# Exercise requirements:
Rewrite every line of the records below as a Markdown table with two columns, Row and Line. Put the row number in Row and the line itself in Line, and leave out any blank lines.

# Data to process:

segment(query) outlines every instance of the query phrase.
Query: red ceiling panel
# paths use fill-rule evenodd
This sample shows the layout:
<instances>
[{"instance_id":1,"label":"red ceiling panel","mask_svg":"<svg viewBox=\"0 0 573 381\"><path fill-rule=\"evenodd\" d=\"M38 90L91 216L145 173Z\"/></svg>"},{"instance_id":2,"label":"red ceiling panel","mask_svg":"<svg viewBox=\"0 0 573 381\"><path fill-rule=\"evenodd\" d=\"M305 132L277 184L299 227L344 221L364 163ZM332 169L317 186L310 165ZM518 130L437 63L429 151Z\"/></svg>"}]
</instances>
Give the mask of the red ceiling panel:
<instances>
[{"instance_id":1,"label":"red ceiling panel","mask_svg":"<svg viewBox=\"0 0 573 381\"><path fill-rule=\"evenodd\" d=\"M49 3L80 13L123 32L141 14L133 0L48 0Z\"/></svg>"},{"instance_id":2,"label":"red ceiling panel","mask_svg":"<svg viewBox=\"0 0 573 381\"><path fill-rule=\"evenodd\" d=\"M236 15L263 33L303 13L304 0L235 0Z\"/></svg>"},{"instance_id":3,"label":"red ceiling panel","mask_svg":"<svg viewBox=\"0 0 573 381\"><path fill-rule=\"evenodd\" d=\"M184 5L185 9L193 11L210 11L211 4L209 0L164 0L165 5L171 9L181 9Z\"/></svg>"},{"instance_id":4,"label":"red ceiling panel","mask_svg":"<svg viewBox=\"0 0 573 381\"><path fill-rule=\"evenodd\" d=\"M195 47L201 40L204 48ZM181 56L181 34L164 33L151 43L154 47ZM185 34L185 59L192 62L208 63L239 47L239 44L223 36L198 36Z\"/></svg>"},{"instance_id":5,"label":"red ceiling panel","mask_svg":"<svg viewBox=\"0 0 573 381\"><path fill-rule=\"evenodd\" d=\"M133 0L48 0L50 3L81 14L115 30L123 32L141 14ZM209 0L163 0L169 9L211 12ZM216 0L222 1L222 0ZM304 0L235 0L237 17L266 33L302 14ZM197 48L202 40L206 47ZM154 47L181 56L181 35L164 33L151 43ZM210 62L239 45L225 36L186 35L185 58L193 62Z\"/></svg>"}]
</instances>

# Written response:
| Row | Line |
|---|---|
| 1 | segment(query) outlines every instance of the query phrase. |
| 2 | Query: red ceiling panel |
| 3 | # paths use fill-rule evenodd |
| 4 | This sample shows the layout: |
| 5 | <instances> |
| 6 | [{"instance_id":1,"label":"red ceiling panel","mask_svg":"<svg viewBox=\"0 0 573 381\"><path fill-rule=\"evenodd\" d=\"M38 90L91 216L145 173Z\"/></svg>"},{"instance_id":2,"label":"red ceiling panel","mask_svg":"<svg viewBox=\"0 0 573 381\"><path fill-rule=\"evenodd\" d=\"M305 132L277 184L299 227L344 221L364 163ZM332 169L317 186L310 165ZM518 130L437 63L429 151Z\"/></svg>"}] |
| 7 | </instances> |
| 8 | Give the mask of the red ceiling panel: |
| 9 | <instances> |
| 10 | [{"instance_id":1,"label":"red ceiling panel","mask_svg":"<svg viewBox=\"0 0 573 381\"><path fill-rule=\"evenodd\" d=\"M49 3L80 13L123 32L141 14L133 0L48 0Z\"/></svg>"},{"instance_id":2,"label":"red ceiling panel","mask_svg":"<svg viewBox=\"0 0 573 381\"><path fill-rule=\"evenodd\" d=\"M236 15L263 33L303 13L304 0L235 0Z\"/></svg>"},{"instance_id":3,"label":"red ceiling panel","mask_svg":"<svg viewBox=\"0 0 573 381\"><path fill-rule=\"evenodd\" d=\"M184 5L185 9L193 11L210 11L211 4L209 0L164 0L165 5L171 9L181 9Z\"/></svg>"},{"instance_id":4,"label":"red ceiling panel","mask_svg":"<svg viewBox=\"0 0 573 381\"><path fill-rule=\"evenodd\" d=\"M195 47L201 40L204 48ZM181 56L181 34L164 33L151 43L154 47ZM185 34L185 59L192 62L208 63L239 47L239 44L223 36L198 36Z\"/></svg>"},{"instance_id":5,"label":"red ceiling panel","mask_svg":"<svg viewBox=\"0 0 573 381\"><path fill-rule=\"evenodd\" d=\"M133 0L48 0L50 3L81 14L115 30L123 32L141 14ZM209 0L163 0L169 9L211 12ZM216 0L222 1L222 0ZM304 0L235 0L237 17L266 33L302 14ZM197 48L202 40L206 47ZM154 47L181 56L181 35L164 33L151 43ZM210 62L239 45L225 36L186 35L185 58L193 62Z\"/></svg>"}] |
| 11 | </instances> |